Retype the opening lines of the data exactly, stopping after the line that contains "If you could mark the window frame". Skip every picture.
--- START ---
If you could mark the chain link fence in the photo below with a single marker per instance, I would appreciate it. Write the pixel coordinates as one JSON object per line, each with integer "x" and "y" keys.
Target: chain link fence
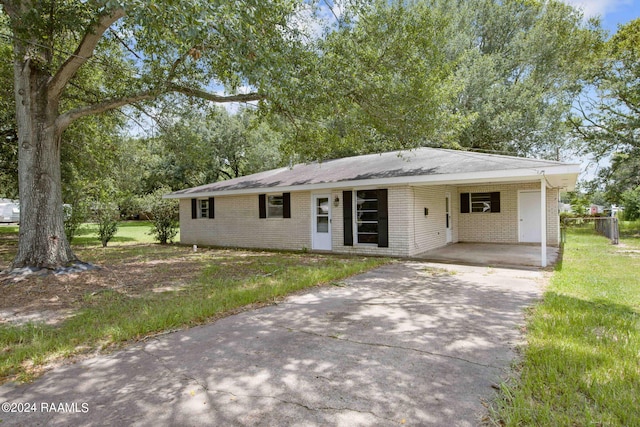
{"x": 605, "y": 226}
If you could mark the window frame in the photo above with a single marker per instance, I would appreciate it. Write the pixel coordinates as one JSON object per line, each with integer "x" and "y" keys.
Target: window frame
{"x": 270, "y": 206}
{"x": 474, "y": 202}
{"x": 357, "y": 222}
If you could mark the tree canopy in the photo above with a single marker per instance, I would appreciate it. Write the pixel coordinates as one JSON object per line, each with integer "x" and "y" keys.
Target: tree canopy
{"x": 477, "y": 74}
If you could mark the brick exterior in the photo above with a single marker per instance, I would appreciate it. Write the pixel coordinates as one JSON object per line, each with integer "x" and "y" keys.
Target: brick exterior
{"x": 237, "y": 224}
{"x": 502, "y": 227}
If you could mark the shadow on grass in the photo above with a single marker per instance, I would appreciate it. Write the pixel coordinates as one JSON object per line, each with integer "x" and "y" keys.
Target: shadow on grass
{"x": 93, "y": 240}
{"x": 580, "y": 368}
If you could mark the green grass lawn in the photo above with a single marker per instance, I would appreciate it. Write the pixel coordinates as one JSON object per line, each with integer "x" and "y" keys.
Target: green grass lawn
{"x": 581, "y": 366}
{"x": 208, "y": 284}
{"x": 128, "y": 232}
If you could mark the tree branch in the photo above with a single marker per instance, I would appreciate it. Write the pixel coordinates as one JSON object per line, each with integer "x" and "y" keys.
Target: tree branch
{"x": 197, "y": 93}
{"x": 69, "y": 117}
{"x": 83, "y": 52}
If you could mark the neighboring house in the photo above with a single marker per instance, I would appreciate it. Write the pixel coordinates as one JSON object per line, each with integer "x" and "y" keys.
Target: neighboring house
{"x": 9, "y": 210}
{"x": 394, "y": 204}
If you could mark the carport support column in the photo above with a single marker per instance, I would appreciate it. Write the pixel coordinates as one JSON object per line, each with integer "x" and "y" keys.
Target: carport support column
{"x": 543, "y": 221}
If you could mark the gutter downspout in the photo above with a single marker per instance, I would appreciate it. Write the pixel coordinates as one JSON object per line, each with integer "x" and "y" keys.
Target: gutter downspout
{"x": 543, "y": 221}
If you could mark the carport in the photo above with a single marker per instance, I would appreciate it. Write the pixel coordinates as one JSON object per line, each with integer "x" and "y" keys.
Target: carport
{"x": 493, "y": 254}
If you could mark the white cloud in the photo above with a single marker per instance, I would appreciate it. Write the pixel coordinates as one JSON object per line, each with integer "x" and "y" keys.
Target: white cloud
{"x": 599, "y": 7}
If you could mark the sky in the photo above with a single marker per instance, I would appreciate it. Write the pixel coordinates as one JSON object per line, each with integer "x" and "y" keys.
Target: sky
{"x": 612, "y": 12}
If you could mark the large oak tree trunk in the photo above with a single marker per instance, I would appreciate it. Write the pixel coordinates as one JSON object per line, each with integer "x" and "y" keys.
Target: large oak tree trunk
{"x": 42, "y": 242}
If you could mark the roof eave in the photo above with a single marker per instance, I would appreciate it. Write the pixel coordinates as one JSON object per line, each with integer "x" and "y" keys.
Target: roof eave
{"x": 568, "y": 172}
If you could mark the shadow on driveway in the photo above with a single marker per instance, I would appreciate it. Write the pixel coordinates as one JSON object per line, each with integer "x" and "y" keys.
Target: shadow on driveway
{"x": 408, "y": 344}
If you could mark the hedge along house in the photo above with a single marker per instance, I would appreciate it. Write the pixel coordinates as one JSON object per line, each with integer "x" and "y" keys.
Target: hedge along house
{"x": 394, "y": 204}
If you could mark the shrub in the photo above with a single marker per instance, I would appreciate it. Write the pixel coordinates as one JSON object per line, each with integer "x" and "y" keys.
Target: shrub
{"x": 107, "y": 216}
{"x": 75, "y": 215}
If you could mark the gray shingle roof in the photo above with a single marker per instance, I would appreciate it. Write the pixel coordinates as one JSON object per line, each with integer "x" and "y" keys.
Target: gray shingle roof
{"x": 422, "y": 162}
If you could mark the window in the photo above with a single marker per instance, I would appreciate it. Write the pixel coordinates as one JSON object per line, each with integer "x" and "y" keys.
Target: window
{"x": 367, "y": 216}
{"x": 480, "y": 202}
{"x": 203, "y": 208}
{"x": 275, "y": 206}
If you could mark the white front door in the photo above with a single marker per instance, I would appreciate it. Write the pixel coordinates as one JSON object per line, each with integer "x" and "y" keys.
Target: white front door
{"x": 321, "y": 233}
{"x": 529, "y": 216}
{"x": 447, "y": 207}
--- END ---
• EXERCISE ANSWER:
If you could mark the chain link fence in the photo below with a single marker per instance, I would appreciate it. Write the pixel coordinates as one JSON object per line, each with integer "x" and "y" keys.
Target: chain link fence
{"x": 605, "y": 226}
If you could mark the window frame in the photo above with a single marker per instance, I would appreciate it. Write the pixel coordinates as one JSON object per line, each with integer "x" and "y" keys.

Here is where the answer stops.